— Start Records to process —

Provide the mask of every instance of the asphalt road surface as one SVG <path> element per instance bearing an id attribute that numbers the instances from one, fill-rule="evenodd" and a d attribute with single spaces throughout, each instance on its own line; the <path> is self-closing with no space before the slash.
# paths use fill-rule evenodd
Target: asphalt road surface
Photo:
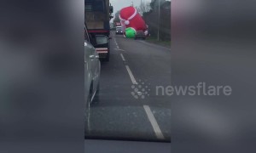
<path id="1" fill-rule="evenodd" d="M 100 91 L 85 137 L 171 139 L 171 49 L 112 33 L 110 61 L 102 62 Z"/>

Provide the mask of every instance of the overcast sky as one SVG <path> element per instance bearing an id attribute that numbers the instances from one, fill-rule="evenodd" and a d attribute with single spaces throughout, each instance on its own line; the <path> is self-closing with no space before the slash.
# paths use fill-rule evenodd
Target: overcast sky
<path id="1" fill-rule="evenodd" d="M 151 2 L 151 0 L 142 0 L 143 2 Z M 113 14 L 116 11 L 120 10 L 122 8 L 128 7 L 131 5 L 133 2 L 133 6 L 139 6 L 141 0 L 110 0 L 110 3 L 113 7 Z"/>

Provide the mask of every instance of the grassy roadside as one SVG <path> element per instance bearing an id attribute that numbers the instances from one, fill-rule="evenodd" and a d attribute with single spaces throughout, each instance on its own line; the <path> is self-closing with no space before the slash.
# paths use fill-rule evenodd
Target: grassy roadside
<path id="1" fill-rule="evenodd" d="M 146 38 L 146 42 L 149 43 L 154 43 L 160 46 L 171 48 L 171 41 L 157 41 L 156 37 L 149 37 Z"/>

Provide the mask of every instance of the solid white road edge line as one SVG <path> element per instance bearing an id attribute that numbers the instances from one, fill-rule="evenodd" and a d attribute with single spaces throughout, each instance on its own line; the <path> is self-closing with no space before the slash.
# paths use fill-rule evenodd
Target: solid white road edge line
<path id="1" fill-rule="evenodd" d="M 144 110 L 147 113 L 148 118 L 153 127 L 153 129 L 154 131 L 154 133 L 156 135 L 156 138 L 159 139 L 165 139 L 165 137 L 161 132 L 161 130 L 160 129 L 160 127 L 153 115 L 153 112 L 150 110 L 150 107 L 148 105 L 143 105 Z"/>

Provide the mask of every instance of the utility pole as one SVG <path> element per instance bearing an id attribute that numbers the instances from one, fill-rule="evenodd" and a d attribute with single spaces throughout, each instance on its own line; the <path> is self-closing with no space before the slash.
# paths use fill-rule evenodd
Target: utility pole
<path id="1" fill-rule="evenodd" d="M 160 31 L 160 0 L 158 0 L 158 28 L 157 28 L 157 41 L 160 41 L 160 37 L 159 37 L 159 35 L 160 35 L 160 32 L 159 32 L 159 31 Z"/>

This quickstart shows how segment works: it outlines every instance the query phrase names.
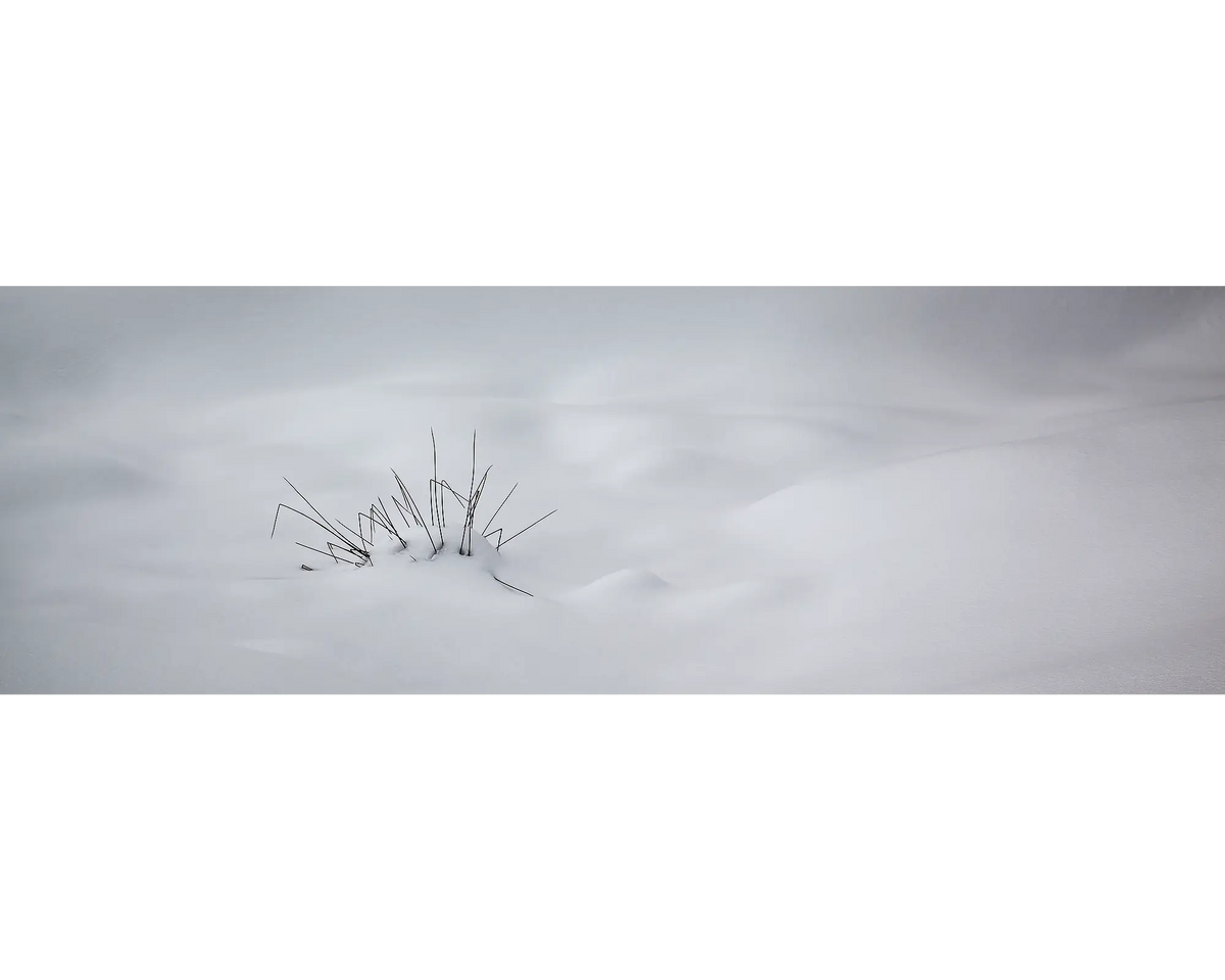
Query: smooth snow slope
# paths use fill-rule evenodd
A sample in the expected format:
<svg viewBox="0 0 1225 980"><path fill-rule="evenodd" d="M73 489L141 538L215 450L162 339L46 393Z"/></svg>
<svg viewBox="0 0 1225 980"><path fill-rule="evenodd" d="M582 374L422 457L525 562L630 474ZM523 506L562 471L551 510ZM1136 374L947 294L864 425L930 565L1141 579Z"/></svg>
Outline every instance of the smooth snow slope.
<svg viewBox="0 0 1225 980"><path fill-rule="evenodd" d="M1218 290L196 289L0 292L5 695L1225 693ZM424 499L431 425L486 517L560 513L360 571L268 540L283 475Z"/></svg>

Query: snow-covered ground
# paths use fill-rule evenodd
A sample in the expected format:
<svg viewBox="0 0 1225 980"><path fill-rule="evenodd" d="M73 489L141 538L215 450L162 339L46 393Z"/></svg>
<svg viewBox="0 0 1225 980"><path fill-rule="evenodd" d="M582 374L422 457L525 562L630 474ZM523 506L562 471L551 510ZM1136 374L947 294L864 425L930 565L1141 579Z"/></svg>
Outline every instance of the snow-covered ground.
<svg viewBox="0 0 1225 980"><path fill-rule="evenodd" d="M0 287L0 534L4 695L1220 695L1225 289Z"/></svg>

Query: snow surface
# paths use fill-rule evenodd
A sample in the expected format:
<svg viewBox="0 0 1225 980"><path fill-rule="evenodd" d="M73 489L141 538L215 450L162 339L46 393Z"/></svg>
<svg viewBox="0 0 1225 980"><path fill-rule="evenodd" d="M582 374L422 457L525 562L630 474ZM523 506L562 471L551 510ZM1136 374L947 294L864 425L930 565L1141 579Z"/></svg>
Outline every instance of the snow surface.
<svg viewBox="0 0 1225 980"><path fill-rule="evenodd" d="M2 287L0 693L1221 695L1219 287ZM354 570L492 464L506 545ZM452 540L458 506L448 510ZM299 571L303 562L317 568ZM499 584L492 575L533 594Z"/></svg>

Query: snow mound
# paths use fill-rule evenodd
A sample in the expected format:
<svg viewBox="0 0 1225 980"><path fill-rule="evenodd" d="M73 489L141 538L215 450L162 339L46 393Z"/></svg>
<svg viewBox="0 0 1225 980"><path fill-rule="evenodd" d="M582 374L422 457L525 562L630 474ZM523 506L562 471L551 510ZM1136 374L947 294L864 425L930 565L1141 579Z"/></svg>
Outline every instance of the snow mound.
<svg viewBox="0 0 1225 980"><path fill-rule="evenodd" d="M622 568L570 593L576 603L641 601L659 597L671 589L663 578L644 568Z"/></svg>

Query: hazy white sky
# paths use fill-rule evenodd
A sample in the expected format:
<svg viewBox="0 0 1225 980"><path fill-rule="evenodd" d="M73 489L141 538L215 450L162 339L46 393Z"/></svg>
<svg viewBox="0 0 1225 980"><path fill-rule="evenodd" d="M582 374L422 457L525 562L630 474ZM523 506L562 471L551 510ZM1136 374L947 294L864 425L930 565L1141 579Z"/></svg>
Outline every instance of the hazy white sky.
<svg viewBox="0 0 1225 980"><path fill-rule="evenodd" d="M875 380L876 397L938 399L960 383L1058 388L1221 298L1204 284L2 285L0 391L21 410L436 370L535 394L610 364L773 375L758 390L783 363L784 387L845 398Z"/></svg>

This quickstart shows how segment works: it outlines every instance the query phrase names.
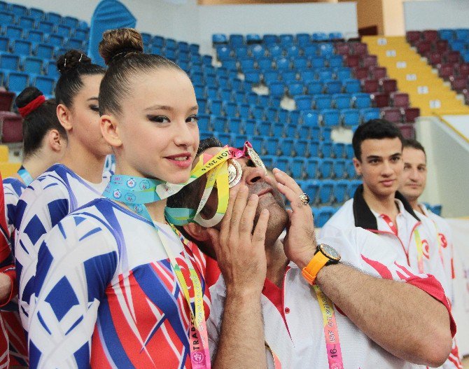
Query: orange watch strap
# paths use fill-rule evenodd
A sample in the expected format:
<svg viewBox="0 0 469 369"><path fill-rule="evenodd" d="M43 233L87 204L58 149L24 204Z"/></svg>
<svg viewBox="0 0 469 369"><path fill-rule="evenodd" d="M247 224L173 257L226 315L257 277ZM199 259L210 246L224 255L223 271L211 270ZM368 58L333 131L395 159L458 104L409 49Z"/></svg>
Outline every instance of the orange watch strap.
<svg viewBox="0 0 469 369"><path fill-rule="evenodd" d="M304 279L309 284L314 284L316 279L316 276L326 264L330 259L324 255L322 252L318 251L316 255L313 256L311 261L305 266L301 272Z"/></svg>

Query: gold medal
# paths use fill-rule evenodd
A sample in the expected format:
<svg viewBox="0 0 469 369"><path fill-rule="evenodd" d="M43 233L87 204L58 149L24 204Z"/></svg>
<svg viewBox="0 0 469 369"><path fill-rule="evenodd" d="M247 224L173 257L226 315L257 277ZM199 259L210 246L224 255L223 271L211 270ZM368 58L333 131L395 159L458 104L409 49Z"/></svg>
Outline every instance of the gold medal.
<svg viewBox="0 0 469 369"><path fill-rule="evenodd" d="M241 165L237 160L228 162L228 186L230 188L234 187L239 183L243 169Z"/></svg>
<svg viewBox="0 0 469 369"><path fill-rule="evenodd" d="M258 168L262 168L265 172L265 174L267 174L267 169L265 168L265 165L264 165L264 162L262 162L262 160L259 157L258 153L249 145L246 145L246 148L247 150L248 155L249 155L249 158L254 163L254 165L255 165Z"/></svg>

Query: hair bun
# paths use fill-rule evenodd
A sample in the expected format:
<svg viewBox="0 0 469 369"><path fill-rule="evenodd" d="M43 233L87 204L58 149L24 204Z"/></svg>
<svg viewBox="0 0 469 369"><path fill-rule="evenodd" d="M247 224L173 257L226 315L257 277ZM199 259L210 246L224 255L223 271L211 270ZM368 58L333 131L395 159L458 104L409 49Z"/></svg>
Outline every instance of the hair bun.
<svg viewBox="0 0 469 369"><path fill-rule="evenodd" d="M15 104L18 108L24 108L34 99L37 99L42 95L44 94L35 87L27 87L16 97Z"/></svg>
<svg viewBox="0 0 469 369"><path fill-rule="evenodd" d="M80 64L91 64L86 54L78 50L70 50L59 57L57 61L57 69L60 74L64 74L80 66Z"/></svg>
<svg viewBox="0 0 469 369"><path fill-rule="evenodd" d="M106 65L120 55L122 57L130 53L143 53L144 41L141 35L133 28L110 29L103 34L99 43L99 55Z"/></svg>

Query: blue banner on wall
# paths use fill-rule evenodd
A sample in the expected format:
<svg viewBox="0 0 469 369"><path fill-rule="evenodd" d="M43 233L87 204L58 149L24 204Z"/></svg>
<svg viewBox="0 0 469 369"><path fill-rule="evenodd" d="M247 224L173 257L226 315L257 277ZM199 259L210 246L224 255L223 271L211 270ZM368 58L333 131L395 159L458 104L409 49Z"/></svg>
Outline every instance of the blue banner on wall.
<svg viewBox="0 0 469 369"><path fill-rule="evenodd" d="M98 46L103 32L114 28L135 28L136 20L125 5L116 0L102 0L94 10L90 27L88 55L94 63L104 65Z"/></svg>

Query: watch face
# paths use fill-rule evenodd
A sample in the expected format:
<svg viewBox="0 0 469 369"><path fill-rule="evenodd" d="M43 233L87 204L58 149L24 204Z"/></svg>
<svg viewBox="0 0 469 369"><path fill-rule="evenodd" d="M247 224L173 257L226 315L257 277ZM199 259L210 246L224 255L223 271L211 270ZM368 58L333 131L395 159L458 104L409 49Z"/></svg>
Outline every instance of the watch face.
<svg viewBox="0 0 469 369"><path fill-rule="evenodd" d="M332 246L326 244L321 244L319 248L321 249L321 251L330 259L337 261L340 260L340 255Z"/></svg>

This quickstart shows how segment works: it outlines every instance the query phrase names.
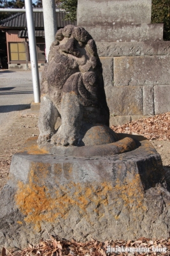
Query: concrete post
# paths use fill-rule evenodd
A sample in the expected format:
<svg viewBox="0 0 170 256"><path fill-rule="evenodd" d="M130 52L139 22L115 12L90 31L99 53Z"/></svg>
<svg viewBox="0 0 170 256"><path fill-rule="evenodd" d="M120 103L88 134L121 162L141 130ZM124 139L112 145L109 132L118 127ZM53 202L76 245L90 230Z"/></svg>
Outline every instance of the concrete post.
<svg viewBox="0 0 170 256"><path fill-rule="evenodd" d="M55 1L43 0L43 8L46 45L46 58L48 62L50 47L52 43L54 41L55 35L57 30Z"/></svg>
<svg viewBox="0 0 170 256"><path fill-rule="evenodd" d="M40 86L32 0L25 1L34 102L40 102Z"/></svg>

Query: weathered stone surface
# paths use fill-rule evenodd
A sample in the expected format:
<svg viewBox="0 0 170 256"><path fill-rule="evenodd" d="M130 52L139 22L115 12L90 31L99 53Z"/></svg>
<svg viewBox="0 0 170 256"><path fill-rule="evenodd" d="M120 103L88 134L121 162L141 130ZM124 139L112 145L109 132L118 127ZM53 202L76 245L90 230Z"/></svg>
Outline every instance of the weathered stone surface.
<svg viewBox="0 0 170 256"><path fill-rule="evenodd" d="M170 42L128 42L96 43L99 57L169 55Z"/></svg>
<svg viewBox="0 0 170 256"><path fill-rule="evenodd" d="M131 116L111 116L110 118L110 125L122 125L123 124L131 121Z"/></svg>
<svg viewBox="0 0 170 256"><path fill-rule="evenodd" d="M141 42L163 40L163 24L87 26L96 42Z"/></svg>
<svg viewBox="0 0 170 256"><path fill-rule="evenodd" d="M105 92L111 114L143 115L142 86L106 86Z"/></svg>
<svg viewBox="0 0 170 256"><path fill-rule="evenodd" d="M0 196L1 244L23 248L46 230L81 241L169 237L160 157L143 137L131 136L138 147L115 156L48 154L36 141L29 154L15 154Z"/></svg>
<svg viewBox="0 0 170 256"><path fill-rule="evenodd" d="M148 24L151 0L78 0L78 26Z"/></svg>
<svg viewBox="0 0 170 256"><path fill-rule="evenodd" d="M113 59L111 62L113 72ZM95 42L83 28L68 25L57 31L42 74L41 102L40 145L83 146L84 135L92 125L109 129L102 65ZM56 130L58 118L61 125Z"/></svg>
<svg viewBox="0 0 170 256"><path fill-rule="evenodd" d="M170 111L170 85L154 86L155 113Z"/></svg>
<svg viewBox="0 0 170 256"><path fill-rule="evenodd" d="M131 120L136 121L139 119L147 118L148 117L150 117L150 115L144 116L143 115L134 115L131 116Z"/></svg>
<svg viewBox="0 0 170 256"><path fill-rule="evenodd" d="M113 58L100 58L103 68L104 86L113 85Z"/></svg>
<svg viewBox="0 0 170 256"><path fill-rule="evenodd" d="M153 86L143 87L143 115L154 115Z"/></svg>
<svg viewBox="0 0 170 256"><path fill-rule="evenodd" d="M169 84L169 66L168 56L115 57L114 85Z"/></svg>

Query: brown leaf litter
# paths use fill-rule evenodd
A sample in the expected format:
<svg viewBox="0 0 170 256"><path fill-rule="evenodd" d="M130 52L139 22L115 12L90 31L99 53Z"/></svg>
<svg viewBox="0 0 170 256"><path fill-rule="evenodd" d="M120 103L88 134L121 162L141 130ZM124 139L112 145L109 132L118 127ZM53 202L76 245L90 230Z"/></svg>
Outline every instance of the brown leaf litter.
<svg viewBox="0 0 170 256"><path fill-rule="evenodd" d="M71 241L59 237L28 244L24 250L10 252L5 248L2 256L155 256L170 255L170 238L155 239L140 237L136 241L111 240L99 242L91 239L85 243Z"/></svg>

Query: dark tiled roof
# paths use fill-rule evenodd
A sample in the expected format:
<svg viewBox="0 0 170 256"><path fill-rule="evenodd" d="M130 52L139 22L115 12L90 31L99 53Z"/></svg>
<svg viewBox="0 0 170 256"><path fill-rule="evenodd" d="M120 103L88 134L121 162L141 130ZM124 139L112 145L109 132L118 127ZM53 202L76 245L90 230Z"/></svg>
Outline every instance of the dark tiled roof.
<svg viewBox="0 0 170 256"><path fill-rule="evenodd" d="M34 20L35 28L44 28L43 13L42 12L34 12ZM68 24L76 26L76 22L64 20L65 12L56 12L57 28L64 28ZM23 28L27 27L25 13L16 13L14 15L0 21L0 27L6 28Z"/></svg>
<svg viewBox="0 0 170 256"><path fill-rule="evenodd" d="M35 31L36 36L45 37L45 31L44 30L38 30ZM20 38L28 37L28 31L27 30L20 30L18 33L18 36Z"/></svg>

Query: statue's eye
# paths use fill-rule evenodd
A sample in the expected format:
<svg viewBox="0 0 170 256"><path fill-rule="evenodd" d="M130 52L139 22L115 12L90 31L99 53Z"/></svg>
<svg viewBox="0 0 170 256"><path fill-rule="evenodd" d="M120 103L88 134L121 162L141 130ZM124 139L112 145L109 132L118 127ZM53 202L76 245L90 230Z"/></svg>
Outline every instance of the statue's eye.
<svg viewBox="0 0 170 256"><path fill-rule="evenodd" d="M84 44L81 43L81 42L78 42L78 47L81 47L81 48L83 47L83 46L84 46Z"/></svg>

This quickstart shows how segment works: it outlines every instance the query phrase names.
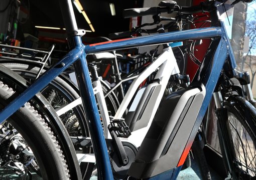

— End Records to process —

- [What to do]: Copy the lines of the entries above verbatim, starting with the line that contains "Provide the mask of every instance of the overcast" and going on through the line that contains "146 38 L 146".

- [Response to the exercise]:
Provide the mask of every instance of the overcast sky as one SVG <path> element per instance bearing an id attribute that numbers the instances from one, fill-rule="evenodd" and a d attribute with single spaces throughout, each instance on its own line; the <path> is self-closing with no space before the slash.
# paths use fill-rule evenodd
Target: overcast sky
<path id="1" fill-rule="evenodd" d="M 151 2 L 151 0 L 142 0 L 143 2 Z M 113 14 L 116 11 L 120 10 L 122 8 L 128 7 L 131 5 L 133 2 L 133 6 L 139 6 L 141 0 L 110 0 L 110 3 L 113 7 Z"/>

Provide the mask of every instance of the grassy roadside as one SVG <path> element per instance bearing an id attribute that numbers the instances from one, fill-rule="evenodd" and a d attribute with single spaces throughout, each instance on its own line; the <path> is self-closing with no space before the slash.
# paths use fill-rule evenodd
Target: grassy roadside
<path id="1" fill-rule="evenodd" d="M 146 38 L 146 42 L 149 43 L 154 43 L 160 46 L 171 48 L 171 41 L 157 41 L 156 37 L 149 37 Z"/>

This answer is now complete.